**Source passage**
- - - - - - -

The increase in scale highlights the sculptural forms of my ceramic figures. To date, I have been quite successful in building life-size and larger-than-life ceramics with some exceptions. I use reduction kiln-firing techniques to produce a highly austere (a subtle metallic sheen or bronze looking), surface which leads to the stone-like appearance of my work. This surface reinforces its sculptural qualities and conveys an appearance of moments frozen in stone and in time.

Biography

Born and raised in the formerly East German city of Halle, Gerit Grimm learned the traditional German trade of pottery at the Alt Bürgeler blau-weiss GmbH in Bürgel and then worked as a potter for Joachim Jung in Glashagen. Earning an Art and Design Diploma in 2001 studying ceramics at Burg Giebichenstein in Halle, she was awarded that same year with the German DAAD Government Grant for the University of Michigan School of Art and Design, from which she graduated with Master of Arts in 2002. She received a Master of Fine Arts from the New York State College of Ceramics at Alfred University in 2004. After numerous teaching positions and residencies, including the Kohler Arts & Industry Program and the Archie Bray Foundation, she is now an associate professor at the University of Wisconsin, Madison.

A black and white portrait style photograph of ceramicist Gerit Grimm.
Gerit Grimm

Grimm’s work is represented in collections around the world including the American Museum of Ceramic Art in Pomona, California; the Bemis Center for Contemporary Arts in Omaha, Nebraska; and the John Michael Kohler Arts Center in Sheboygan, Wisconsin. In 2009, National Education Television featured Grimm in a “Nebraska Story” segment called “Fantasia in Clay” when she was living and working in Nebraska.

Guest Curator Statement

Odyssey, The Voyage of Gerit Grimm, presents a variety of visually stunning works in clay ranging in many different sizes encompassing imagination and narrative.

- - - - - - -

**Extracted information**
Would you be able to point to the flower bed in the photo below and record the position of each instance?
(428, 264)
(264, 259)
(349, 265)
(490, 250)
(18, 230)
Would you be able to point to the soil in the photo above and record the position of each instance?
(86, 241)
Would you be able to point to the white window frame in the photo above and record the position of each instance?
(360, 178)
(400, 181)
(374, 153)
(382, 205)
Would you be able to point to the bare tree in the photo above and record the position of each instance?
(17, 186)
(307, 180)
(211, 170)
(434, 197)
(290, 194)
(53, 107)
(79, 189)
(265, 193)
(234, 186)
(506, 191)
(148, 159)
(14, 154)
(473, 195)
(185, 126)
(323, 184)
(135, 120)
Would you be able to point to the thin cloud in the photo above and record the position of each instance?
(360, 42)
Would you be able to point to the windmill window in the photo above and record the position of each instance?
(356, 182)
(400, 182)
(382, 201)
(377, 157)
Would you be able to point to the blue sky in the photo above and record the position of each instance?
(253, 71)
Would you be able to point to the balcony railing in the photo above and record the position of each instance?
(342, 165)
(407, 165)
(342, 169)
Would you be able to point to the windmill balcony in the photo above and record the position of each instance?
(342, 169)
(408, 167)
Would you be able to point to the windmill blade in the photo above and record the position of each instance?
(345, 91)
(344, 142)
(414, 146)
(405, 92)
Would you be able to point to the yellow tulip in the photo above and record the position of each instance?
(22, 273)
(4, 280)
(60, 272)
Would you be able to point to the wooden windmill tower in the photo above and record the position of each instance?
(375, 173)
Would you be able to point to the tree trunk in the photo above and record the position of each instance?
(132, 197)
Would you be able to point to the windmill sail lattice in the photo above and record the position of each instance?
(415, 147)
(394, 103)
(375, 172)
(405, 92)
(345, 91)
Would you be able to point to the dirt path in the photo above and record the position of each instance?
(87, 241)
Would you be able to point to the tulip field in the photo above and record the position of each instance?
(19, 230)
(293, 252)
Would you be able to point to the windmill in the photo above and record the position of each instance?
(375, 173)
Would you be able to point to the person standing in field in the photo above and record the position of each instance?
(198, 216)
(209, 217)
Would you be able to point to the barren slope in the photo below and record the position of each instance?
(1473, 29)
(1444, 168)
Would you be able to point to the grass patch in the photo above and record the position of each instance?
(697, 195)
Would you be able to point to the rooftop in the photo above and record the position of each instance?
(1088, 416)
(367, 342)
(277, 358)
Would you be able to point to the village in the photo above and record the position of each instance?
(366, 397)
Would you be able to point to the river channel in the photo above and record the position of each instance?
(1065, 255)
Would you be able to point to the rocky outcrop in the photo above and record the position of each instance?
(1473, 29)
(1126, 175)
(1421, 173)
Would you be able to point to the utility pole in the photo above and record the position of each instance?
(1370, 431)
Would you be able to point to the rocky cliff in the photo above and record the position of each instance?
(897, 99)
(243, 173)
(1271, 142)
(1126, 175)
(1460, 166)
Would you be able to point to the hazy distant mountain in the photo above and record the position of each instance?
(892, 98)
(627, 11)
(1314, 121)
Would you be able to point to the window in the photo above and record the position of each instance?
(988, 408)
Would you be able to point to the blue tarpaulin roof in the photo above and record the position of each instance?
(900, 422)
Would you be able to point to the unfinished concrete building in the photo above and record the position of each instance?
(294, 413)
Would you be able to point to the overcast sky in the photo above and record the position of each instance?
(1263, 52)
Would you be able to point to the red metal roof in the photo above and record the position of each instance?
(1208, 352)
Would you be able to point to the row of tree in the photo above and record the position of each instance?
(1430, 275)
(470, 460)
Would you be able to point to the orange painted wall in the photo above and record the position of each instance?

- - - - - - -

**What this exercise asks**
a) Quote the passage on Gerit Grimm word for word, between "Grimm’s work is" and "imagination and narrative.", inclusive.
b) According to the passage on Gerit Grimm, which institution awarded her a Master of Fine Arts?
c) Continue the passage on Gerit Grimm, starting after its final sentence.
The records have no connection to the passage on Gerit Grimm.

**Exercise answers**
a)
Grimm’s work is represented in collections around the world including the American Museum of Ceramic Art in Pomona, California; the Bemis Center for Contemporary Arts in Omaha, Nebraska; and the John Michael Kohler Arts Center in Sheboygan, Wisconsin. In 2009, National Education Television featured Grimm in a “Nebraska Story” segment called “Fantasia in Clay” when she was living and working in Nebraska.

Guest Curator Statement

Odyssey, The Voyage of Gerit Grimm, presents a variety of visually stunning works in clay ranging in many different sizes encompassing imagination and narrative.

b) The New York State College of Ceramics at Alfred University.

c)
The genesis of this exhibition began with a couple of conversations with the artist at a time when she was training to become a yacht master. The quest was earmarked by her 50th birthday. It seemed like a natural materialization to do a retrospective exhibition. Looking through her body of work, there is a suggestion of movement. Works like Beauty Salon, Sirens, and Death Entombment embody this analysis. Her creations are fluid. Grimm is a student of figural expression. It is wonderfully captured and expressed.

This retrospective exhibition spans a career of over 20 years. There is a natural progression in Grimm’s work as each year of work builds on another. There is a visual vocabulary she employs, coupled with her travels and inspirations, to create such lively and intricate works. She is particularly detailed and an amusing storyteller at times. Other times, her subjects require reflection. The pivot from glazed work to a natural clay look lends a seriousness to the work.

It has been such a pleasure for me to pore over Gerit Grimm’s body of work and determine what would be in this environment for you to see. I hope you will see something extraordinary, something that piques your interest. I hope you will enjoy it.

Hieyler Pimpton
Guest Curator

Hieyler is an artist living in Atlanta, Georgia. She is a painter, collage artist, and printmaker. She has an M.F.A. from Savannah College of Art and Design.